Texte de lecture:
|---|

Film sur la culpabilité, la douleur et le deuil, "Snow Cake" parle surtout du rôle et du pouvoir des mots. A la fois prison et protection pour Linda, vecteur d'une affirmation pour Vivienne, ce sont surtout leur déficit et leur difficulté à venir qui caractérisent Alex. C'est parce qu'elle repérait les personnes dont elle suspectait la parole refoulée que Vivienne a abordé Alex. Et c'est peut-être parce qu'il commençait à succomber au charme des mots qu'elle prononçait qu'il a manqué d'attention et n'a pas pu anticiper la trajectoire du camion.
Un des rares moments de partage vrai entre Linda et Alex a pour cadre une partie de scrabble, selon ses règles à elle, qui autorisent les inventions lexicales à partir du moment où on leur donne vie au travers d'une histoire. Et si les mots se substituent à l'émotion chez elle, ils ont aussi le pouvoir de démasquer les conventions hypocrites : "Je n'ai pas perdu Vivienne, elle est morte", rétorque-t-elle à une voisine insupportable (un tantinet trop, d'ailleurs).
Une telle histoire est en permanence sur le fil du rasoir, et la distance entre émotion et racolage est bien mince. A part une scène (celle où Linda danse dans son salon au milieu de la veillée mortuaire et où on nous montre inutilement Vivienne qui accompagne sa danse), Marc Evans a su ne jamais franchir cette limite. Cela repose sur une sobriété des effets : pas de musique autre que celle qu'entendent les personnages, alternance de scènes graves et de moments plus légers, économie de mouvements de caméra pour laisser l'action exister.
Cela repose surtout sur la performance des acteurs. Alan Rickman parvient à décliner toute une palette d'émotions derrière son masque naturel, même si on s'attend parfois à ce qu'il colle 50 points de pénalités à Gryffondor. Carrie-Ann Moss, loin de Trinity, campe avec élégance le personnage d'une femme libre en butte aux cancans des bien-pensant de cette petite communanuté provinciale.
Quant à Sigourney Weaver, elle incarne Linda avec une grande justesse, réussissant l'exploit de jouer le mystère de ce que ressent ou non une autiste. On pense bien sûr à Dustin Hoffman dans "Rain Man" ; mais là où on percevait une performance quand celui-ci interprétait Raymond, ici on est encore plus sensible au basculement entre le monde intérieur et la réalité extérieure. Angela Pell, la scénariste, a elle-même un fils autiste, et Sigourney Weaver a travaillé avec une jeune femme autiste ; son personnage n'est pas construit artificiellement sur l'accumulation de symptomes, mais il est bien inspiré d'une personne réelle. Cette justesse, la pudeur et l'élégance de la réalisation font de "Snow Cake" un film tendre et attachant, bienvenu dans la grisaille de la programmation du moment.

|---|

Jeu de données:

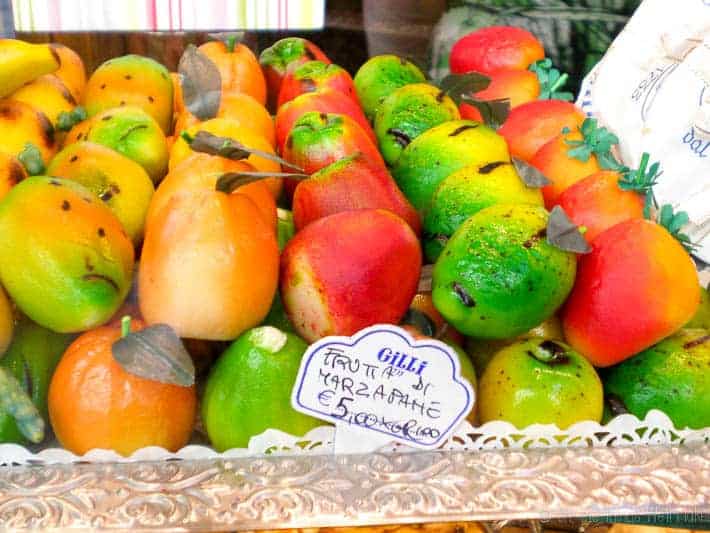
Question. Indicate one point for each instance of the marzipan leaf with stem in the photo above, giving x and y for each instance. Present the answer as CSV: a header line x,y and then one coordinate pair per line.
x,y
493,112
206,142
674,223
31,159
155,353
595,140
551,81
17,403
564,234
201,83
531,176
459,85
231,181
420,320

|---|

Exercices à traiter:
1: Indiquez si chacune des affirmations suivantes s'accorde avec la critique de « Snow Cake », en répondant par oui ou par non et en citant les mots du texte qui le prouvent.
(a) Le film fait entendre une musique que les personnages n'entendent pas.
(b) La scénariste du film a un fils autiste.
(c) La partie de scrabble entre Linda et Alex suit les règles officielles du jeu.
2: Traduisez en anglais cette phrase de la critique de « Snow Cake » : « Une telle histoire est en permanence sur le fil du rasoir, et la distance entre émotion et racolage est bien mince. »
3: Répondez brièvement à ces questions sur la critique de « Snow Cake ».
(a) Qui a réalisé le film ?
(b) Dans quel film Dustin Hoffman interprétait-il Raymond ?
(c) Avec qui Sigourney Weaver a-t-elle travaillé pour préparer son rôle ?
Ce travail ne fait appel à aucune des lignes.

Solutions dans l'ordre:
1:
(a) Non : « pas de musique autre que celle qu'entendent les personnages ».
(b) Oui : « Angela Pell, la scénariste, a elle-même un fils autiste ».
(c) Non : « selon ses règles à elle, qui autorisent les inventions lexicales ».

2: Such a story is constantly on a knife's edge, and the line between emotion and pandering is very thin.

3:
(a) Marc Evans.
(b) Dans « Rain Man ».
(c) Avec une jeune femme autiste.